PROBLEM:
Reproduce the data below verbatim, keeping every line the same.

**** DATA FOR THIS EXERCISE

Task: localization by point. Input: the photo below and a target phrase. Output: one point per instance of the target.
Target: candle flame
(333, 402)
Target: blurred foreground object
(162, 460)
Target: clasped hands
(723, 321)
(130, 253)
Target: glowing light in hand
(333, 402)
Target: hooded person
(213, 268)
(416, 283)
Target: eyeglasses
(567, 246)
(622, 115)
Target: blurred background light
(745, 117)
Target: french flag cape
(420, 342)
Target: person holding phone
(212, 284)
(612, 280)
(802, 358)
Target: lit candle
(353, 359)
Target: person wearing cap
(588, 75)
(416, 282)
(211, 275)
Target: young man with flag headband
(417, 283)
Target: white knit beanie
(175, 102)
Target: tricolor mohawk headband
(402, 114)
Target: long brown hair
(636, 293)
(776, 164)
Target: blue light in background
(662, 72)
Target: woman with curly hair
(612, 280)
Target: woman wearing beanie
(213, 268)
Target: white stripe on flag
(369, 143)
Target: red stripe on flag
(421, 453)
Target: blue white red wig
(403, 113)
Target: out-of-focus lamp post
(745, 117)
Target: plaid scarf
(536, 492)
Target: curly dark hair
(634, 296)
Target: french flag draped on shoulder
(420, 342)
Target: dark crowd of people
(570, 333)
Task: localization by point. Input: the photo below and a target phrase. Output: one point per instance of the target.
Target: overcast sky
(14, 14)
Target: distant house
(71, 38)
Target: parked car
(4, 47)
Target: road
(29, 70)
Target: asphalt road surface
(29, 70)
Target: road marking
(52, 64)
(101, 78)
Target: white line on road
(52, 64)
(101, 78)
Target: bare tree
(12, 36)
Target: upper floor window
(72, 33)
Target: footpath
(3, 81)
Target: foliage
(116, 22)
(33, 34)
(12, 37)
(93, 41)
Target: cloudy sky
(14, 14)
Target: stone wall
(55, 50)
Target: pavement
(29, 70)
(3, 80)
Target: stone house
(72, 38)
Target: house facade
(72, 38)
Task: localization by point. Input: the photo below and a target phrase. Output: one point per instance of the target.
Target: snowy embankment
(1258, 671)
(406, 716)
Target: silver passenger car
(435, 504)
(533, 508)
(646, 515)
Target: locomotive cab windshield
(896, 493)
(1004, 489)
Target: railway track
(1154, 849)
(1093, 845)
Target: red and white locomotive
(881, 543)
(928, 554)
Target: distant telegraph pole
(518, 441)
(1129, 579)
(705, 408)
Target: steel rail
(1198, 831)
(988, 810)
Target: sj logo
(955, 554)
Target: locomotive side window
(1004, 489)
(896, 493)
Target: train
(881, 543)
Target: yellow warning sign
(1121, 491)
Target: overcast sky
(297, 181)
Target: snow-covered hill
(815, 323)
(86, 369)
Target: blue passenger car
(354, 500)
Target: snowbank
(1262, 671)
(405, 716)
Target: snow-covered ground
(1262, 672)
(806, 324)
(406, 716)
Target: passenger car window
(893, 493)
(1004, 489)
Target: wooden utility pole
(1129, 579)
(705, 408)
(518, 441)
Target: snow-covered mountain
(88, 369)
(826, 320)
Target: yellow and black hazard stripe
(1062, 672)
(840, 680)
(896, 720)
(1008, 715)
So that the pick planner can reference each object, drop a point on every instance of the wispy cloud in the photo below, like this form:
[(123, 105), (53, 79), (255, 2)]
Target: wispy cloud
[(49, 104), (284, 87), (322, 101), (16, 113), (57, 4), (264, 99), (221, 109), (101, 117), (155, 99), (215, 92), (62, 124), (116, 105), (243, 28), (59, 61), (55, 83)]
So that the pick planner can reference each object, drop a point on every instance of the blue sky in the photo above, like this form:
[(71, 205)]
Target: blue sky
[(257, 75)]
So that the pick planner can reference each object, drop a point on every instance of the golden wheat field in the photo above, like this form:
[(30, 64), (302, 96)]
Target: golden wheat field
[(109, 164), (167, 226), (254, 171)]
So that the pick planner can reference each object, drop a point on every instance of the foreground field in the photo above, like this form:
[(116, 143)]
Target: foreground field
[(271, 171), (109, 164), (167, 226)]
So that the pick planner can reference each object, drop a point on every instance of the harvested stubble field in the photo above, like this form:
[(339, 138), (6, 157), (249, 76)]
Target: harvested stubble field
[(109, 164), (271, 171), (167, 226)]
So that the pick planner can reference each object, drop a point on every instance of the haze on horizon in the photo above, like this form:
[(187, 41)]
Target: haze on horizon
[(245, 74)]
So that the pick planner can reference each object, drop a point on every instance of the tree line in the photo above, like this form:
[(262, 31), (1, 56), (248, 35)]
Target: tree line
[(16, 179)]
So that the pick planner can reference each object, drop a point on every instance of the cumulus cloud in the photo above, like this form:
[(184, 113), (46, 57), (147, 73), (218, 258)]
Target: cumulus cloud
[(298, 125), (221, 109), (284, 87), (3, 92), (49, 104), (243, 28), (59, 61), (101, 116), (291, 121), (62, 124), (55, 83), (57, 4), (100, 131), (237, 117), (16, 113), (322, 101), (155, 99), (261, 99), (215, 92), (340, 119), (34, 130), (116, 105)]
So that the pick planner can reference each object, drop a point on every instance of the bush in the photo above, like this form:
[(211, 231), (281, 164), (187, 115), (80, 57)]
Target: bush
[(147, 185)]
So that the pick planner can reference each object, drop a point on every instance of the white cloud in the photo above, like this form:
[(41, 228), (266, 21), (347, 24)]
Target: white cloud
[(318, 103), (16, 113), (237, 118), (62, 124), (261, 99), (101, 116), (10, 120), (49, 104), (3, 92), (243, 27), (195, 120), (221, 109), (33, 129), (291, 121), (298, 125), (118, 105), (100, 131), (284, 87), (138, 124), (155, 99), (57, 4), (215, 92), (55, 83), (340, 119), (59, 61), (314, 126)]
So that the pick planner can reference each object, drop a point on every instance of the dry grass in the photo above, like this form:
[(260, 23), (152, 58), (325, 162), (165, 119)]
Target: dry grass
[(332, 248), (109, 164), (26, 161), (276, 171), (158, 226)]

********

EXERCISE ANSWER:
Task: localization by point. Input: the photo below and a target phrase. Output: one point per instance of the target.
Target: candle flame
(333, 402)
Target: blurred foreground object
(162, 460)
Target: clasped hands
(723, 321)
(130, 253)
Target: glowing light in hand
(333, 402)
Target: hooded person
(213, 268)
(416, 283)
Target: eyeglasses
(567, 246)
(622, 115)
Target: blurred background light
(745, 117)
Target: french flag cape
(420, 342)
Target: person holding phone
(212, 284)
(612, 280)
(802, 358)
Target: lit candle
(353, 359)
Target: person wearing cap
(588, 75)
(416, 282)
(211, 275)
Target: young man with flag headband
(417, 283)
Target: white knit beanie
(175, 102)
Target: tricolor mohawk headband
(402, 114)
Target: long brown hair
(636, 293)
(776, 164)
Target: blue light in background
(662, 72)
Target: woman with curly hair
(612, 280)
Target: woman wearing beanie
(213, 268)
Target: white stripe on flag
(369, 143)
Target: red stripe on flag
(421, 453)
Target: blue white red wig
(403, 113)
Target: out-of-focus lamp post
(745, 117)
Target: plaid scarf
(536, 492)
Target: curly dark hair
(634, 296)
Target: french flag draped on shoulder
(420, 342)
Target: dark crowd of people
(570, 333)
Task: localization by point. Input: the photo below and a target phrase. Output: one point per instance of the target.
Target: overcast sky
(14, 14)
Target: distant house
(71, 38)
Target: parked car
(4, 47)
Target: road
(29, 70)
Target: asphalt road surface
(29, 70)
Target: road marking
(52, 64)
(101, 78)
Target: white line on road
(52, 64)
(101, 78)
Target: bare tree
(12, 36)
Target: upper floor window
(72, 33)
Target: footpath
(3, 81)
Target: foliage
(116, 22)
(33, 34)
(12, 37)
(93, 41)
Target: cloudy sky
(14, 14)
Target: stone wall
(55, 50)
Target: pavement
(29, 70)
(3, 80)
Target: stone house
(72, 38)
Target: house facade
(72, 38)
Task: localization by point. Input: the photo below and a target phrase. Output: one point per instance of the target.
Target: snowy embankment
(1258, 671)
(406, 716)
Target: silver passenger car
(435, 504)
(533, 508)
(646, 515)
Target: locomotive cab windshield
(896, 493)
(1004, 489)
Target: railway track
(1154, 849)
(1093, 845)
Target: red and white locomotive
(881, 543)
(928, 554)
Target: distant telegraph pole
(518, 441)
(1129, 579)
(705, 408)
Target: steel rail
(1198, 831)
(988, 810)
Target: sj logo
(955, 554)
Target: locomotive side window
(1004, 489)
(896, 493)
Target: train
(881, 543)
Target: yellow warning sign
(1121, 491)
Target: overcast sky
(297, 181)
Target: snow-covered hill
(815, 323)
(86, 369)
Target: blue passenger car
(354, 500)
Target: snowbank
(1262, 671)
(405, 716)
Target: snow-covered ground
(1262, 672)
(806, 324)
(406, 716)
Target: passenger car window
(893, 493)
(1004, 489)
Target: wooden utility pole
(1129, 579)
(705, 408)
(518, 441)
Target: snow-covered mountain
(88, 369)
(826, 320)
Target: yellow and black hazard stripe
(1062, 672)
(840, 680)
(896, 720)
(1008, 715)
So that the pick planner can reference each object, drop a point on every instance of the wispy cloud in the photo below, like this form:
[(123, 105), (53, 79), (255, 2)]
Target: wispy cloud
[(49, 104), (284, 87), (322, 101), (16, 113), (57, 4), (264, 99), (221, 109), (101, 117), (155, 99), (215, 92), (62, 124), (116, 105), (243, 28), (59, 61), (55, 83)]
So that the pick planner can reference each object, drop a point on every instance of the blue sky in the photo above, like this form:
[(71, 205)]
Target: blue sky
[(257, 75)]
So that the pick planner can reference each object, drop a point on every instance of the golden wheat field in the photo above, like this form:
[(30, 64), (302, 96)]
Target: golden wheat field
[(109, 164), (167, 226), (254, 171)]
So that the pick planner can reference each object, drop a point on every instance of the foreground field in the photo above, like this form:
[(116, 143)]
Target: foreground field
[(271, 171), (109, 164), (167, 226)]
So that the pick planner can reference each object, drop a point on every instance of the harvested stubble field in the photo above, like this form:
[(339, 138), (6, 157), (249, 76)]
Target: harvested stubble field
[(109, 164), (271, 171), (167, 226)]
So that the pick planner can reference each object, drop a point on every instance of the haze on horizon in the photo above, like this form:
[(187, 41)]
Target: haze on horizon
[(245, 74)]
So that the pick planner can reference each object, drop a point on every instance of the tree line in the photo above, like this form:
[(262, 31), (1, 56), (248, 35)]
Target: tree line
[(16, 179)]
So that the pick planner can reference each object, drop a point on every instance of the cumulus cloud in the photo above, like this form:
[(184, 113), (46, 57), (147, 73), (218, 258)]
Target: cumulus cloud
[(298, 125), (221, 109), (284, 87), (3, 92), (49, 104), (243, 28), (59, 61), (101, 116), (291, 121), (62, 124), (55, 83), (57, 4), (100, 131), (237, 117), (16, 113), (322, 101), (155, 99), (261, 99), (215, 92), (340, 119), (34, 130), (116, 105)]
So that the pick planner can reference each object, drop a point on every instance of the bush in the photo above, like this form:
[(211, 231), (281, 164), (187, 115), (80, 57)]
Target: bush
[(147, 185)]
So that the pick planner can reference each object, drop a point on every instance of the white cloud in the photo above, like this form:
[(41, 228), (266, 21), (347, 24)]
Target: white cloud
[(318, 103), (16, 113), (237, 118), (62, 124), (261, 99), (101, 116), (10, 120), (49, 104), (3, 92), (243, 27), (195, 120), (221, 109), (33, 129), (291, 121), (298, 125), (118, 105), (100, 131), (284, 87), (138, 124), (155, 99), (57, 4), (215, 92), (55, 83), (340, 119), (59, 61), (314, 126)]
So that the pick planner can reference each object, drop a point on every instance of the dry grass in the photo above, like this form:
[(260, 23), (152, 58), (325, 162), (165, 119)]
Target: dry grass
[(332, 248), (109, 164), (26, 161), (276, 171), (158, 226)]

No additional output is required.